ТЕКСТ ДЛЯ АНАЛИЗА
====

У России нет прошлого, говорят любители древности. Это так, но будущее и простор дают здесь пищу самому пылкому воображению. У философа в России жалкая участь, поэту же здесь может и должно нравиться. Воистину несчастны лишь те поэты, кто обречен чахнуть при режиме гласности. Когда все могут говорить все что угодно, поэту остается только умолкнуть. Поэзия есть таинство, позволяющее выразить нечто большее, чем слова; ей нет места у народов, утративших стыдливость мысли. Истина в поэзии — это видение, аллегория, аполог; но в странах, где царит гласность, истину эту убивает реальность, которая всегда слишком груба с точки зрения фантазии. Гению там недостает поэтичности: он продолжает творить, исходя из своей природы, но не способен сотворить ничего завершенного.

====

ЗАДАНИЕ 1
Назовите все, чем, согласно тексту о России и поэзии, является истина в поэзии.
ЗАДАНИЕ 2
Продолжите рассуждение о России, поэзии и гласности, начав со следующего предложения после последнего приведенного.
Приведенный далее перечень для работы не понадобится.

====

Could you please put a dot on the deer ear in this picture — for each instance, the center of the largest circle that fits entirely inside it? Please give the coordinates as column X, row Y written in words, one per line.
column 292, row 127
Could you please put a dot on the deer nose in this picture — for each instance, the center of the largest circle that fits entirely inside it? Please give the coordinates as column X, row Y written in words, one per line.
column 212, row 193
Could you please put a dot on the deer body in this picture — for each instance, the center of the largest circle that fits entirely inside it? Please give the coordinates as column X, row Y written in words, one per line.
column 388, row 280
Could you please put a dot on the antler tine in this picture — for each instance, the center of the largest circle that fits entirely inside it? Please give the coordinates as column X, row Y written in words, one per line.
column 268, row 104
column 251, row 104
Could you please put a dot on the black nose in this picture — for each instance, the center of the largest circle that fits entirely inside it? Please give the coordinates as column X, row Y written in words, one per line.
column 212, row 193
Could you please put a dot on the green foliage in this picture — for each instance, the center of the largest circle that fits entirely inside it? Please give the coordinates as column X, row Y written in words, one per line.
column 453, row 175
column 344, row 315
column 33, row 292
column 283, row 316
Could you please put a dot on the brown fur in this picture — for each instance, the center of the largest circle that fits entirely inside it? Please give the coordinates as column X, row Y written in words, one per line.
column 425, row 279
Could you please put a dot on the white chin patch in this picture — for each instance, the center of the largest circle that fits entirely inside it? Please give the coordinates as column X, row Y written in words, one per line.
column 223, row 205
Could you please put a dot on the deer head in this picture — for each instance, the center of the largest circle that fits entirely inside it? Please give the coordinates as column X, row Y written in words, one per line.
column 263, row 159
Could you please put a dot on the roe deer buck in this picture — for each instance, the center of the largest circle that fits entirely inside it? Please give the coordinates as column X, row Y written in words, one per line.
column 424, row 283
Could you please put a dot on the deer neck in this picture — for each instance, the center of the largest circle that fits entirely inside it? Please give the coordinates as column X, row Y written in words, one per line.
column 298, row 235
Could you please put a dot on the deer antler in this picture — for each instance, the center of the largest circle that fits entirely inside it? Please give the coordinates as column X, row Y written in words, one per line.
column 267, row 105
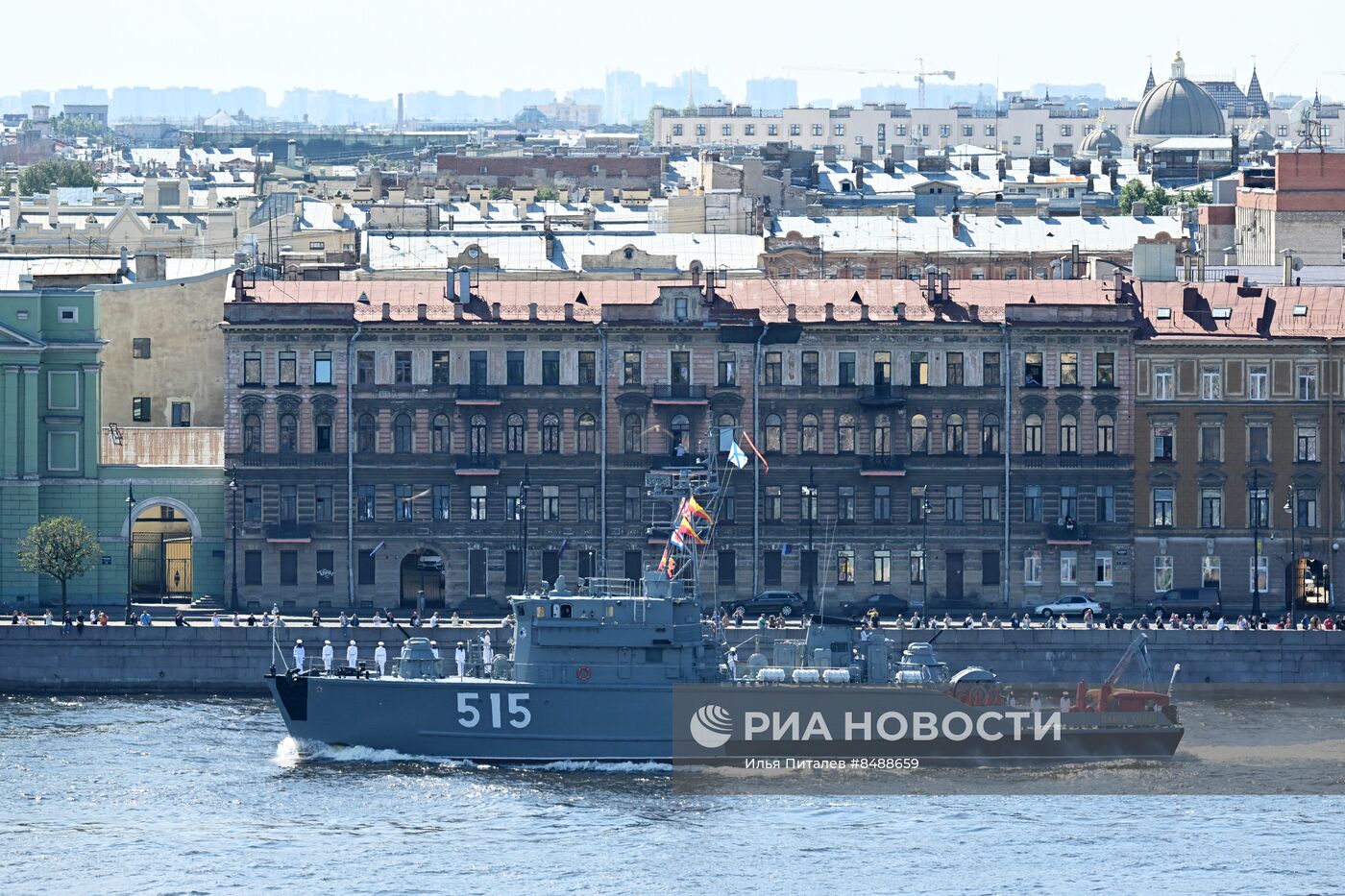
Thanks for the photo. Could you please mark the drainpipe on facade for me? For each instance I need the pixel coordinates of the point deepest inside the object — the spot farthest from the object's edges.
(1006, 446)
(601, 550)
(350, 463)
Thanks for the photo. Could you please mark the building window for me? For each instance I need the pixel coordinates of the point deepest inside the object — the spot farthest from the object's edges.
(1102, 568)
(1068, 435)
(322, 503)
(952, 368)
(1258, 443)
(1032, 568)
(288, 369)
(1308, 382)
(1210, 383)
(1032, 369)
(1106, 503)
(288, 426)
(773, 507)
(550, 369)
(1032, 503)
(1162, 442)
(844, 435)
(404, 506)
(952, 503)
(990, 503)
(550, 435)
(632, 433)
(809, 435)
(1305, 440)
(1162, 506)
(918, 435)
(883, 503)
(990, 368)
(1032, 435)
(809, 503)
(1068, 368)
(1162, 574)
(918, 368)
(1163, 379)
(844, 503)
(1210, 507)
(990, 435)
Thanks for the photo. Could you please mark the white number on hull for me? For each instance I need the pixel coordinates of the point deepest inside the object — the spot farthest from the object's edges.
(468, 714)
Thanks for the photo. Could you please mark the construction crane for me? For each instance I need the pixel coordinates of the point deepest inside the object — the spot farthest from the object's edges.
(920, 74)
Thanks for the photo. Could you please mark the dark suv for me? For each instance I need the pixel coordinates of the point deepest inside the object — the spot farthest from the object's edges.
(1197, 601)
(784, 603)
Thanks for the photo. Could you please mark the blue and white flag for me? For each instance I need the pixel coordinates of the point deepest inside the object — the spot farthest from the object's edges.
(737, 456)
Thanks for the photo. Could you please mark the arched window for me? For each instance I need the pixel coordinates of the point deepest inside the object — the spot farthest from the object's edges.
(550, 435)
(679, 433)
(918, 435)
(773, 433)
(443, 430)
(288, 433)
(322, 433)
(1032, 435)
(809, 435)
(1068, 435)
(514, 433)
(403, 433)
(1106, 435)
(632, 435)
(366, 433)
(954, 430)
(252, 432)
(480, 442)
(587, 428)
(728, 430)
(844, 435)
(990, 435)
(881, 436)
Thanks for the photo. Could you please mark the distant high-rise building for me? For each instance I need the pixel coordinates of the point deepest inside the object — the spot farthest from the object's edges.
(772, 93)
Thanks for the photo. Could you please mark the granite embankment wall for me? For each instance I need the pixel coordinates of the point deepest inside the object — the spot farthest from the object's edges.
(222, 661)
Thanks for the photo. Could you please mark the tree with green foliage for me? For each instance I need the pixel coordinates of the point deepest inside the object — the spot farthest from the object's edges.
(63, 173)
(60, 546)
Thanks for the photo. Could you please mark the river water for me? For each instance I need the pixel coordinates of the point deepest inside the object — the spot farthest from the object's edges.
(145, 795)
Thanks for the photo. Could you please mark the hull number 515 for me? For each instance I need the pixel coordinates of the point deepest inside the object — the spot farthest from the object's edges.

====

ОТВЕТ НА ЗАДАНИЕ 1
Видение, аллегория, аполог.

ОТВЕТ НА ЗАДАНИЕ 2
В душу русских, народа насмешливого и меланхолического, природа, должно быть, вложила глубокое чувство поэтического — ведь им удалось придать неповторимый и живописный облик городам, построенным людьми, что были начисто лишены воображения, к тому же в самой унылой, однообразной и голой стране на свете. Нескончаемые равнины, мрачное, плоское безлюдье — вот что такое Россия. Но когда б я мог показать вам Петербург с его улицами и обитателями таким, каким он предстает передо мной, я бы в каждой строчке описывал жанровую сценку, — столь мощно восстает славянский национальный гений против бесплодной одержимости своего правительства. Это антинациональное правительство продвигается вперед только посредством военных эволюции — оно вызывает в памяти Пруссию при ее первом короле.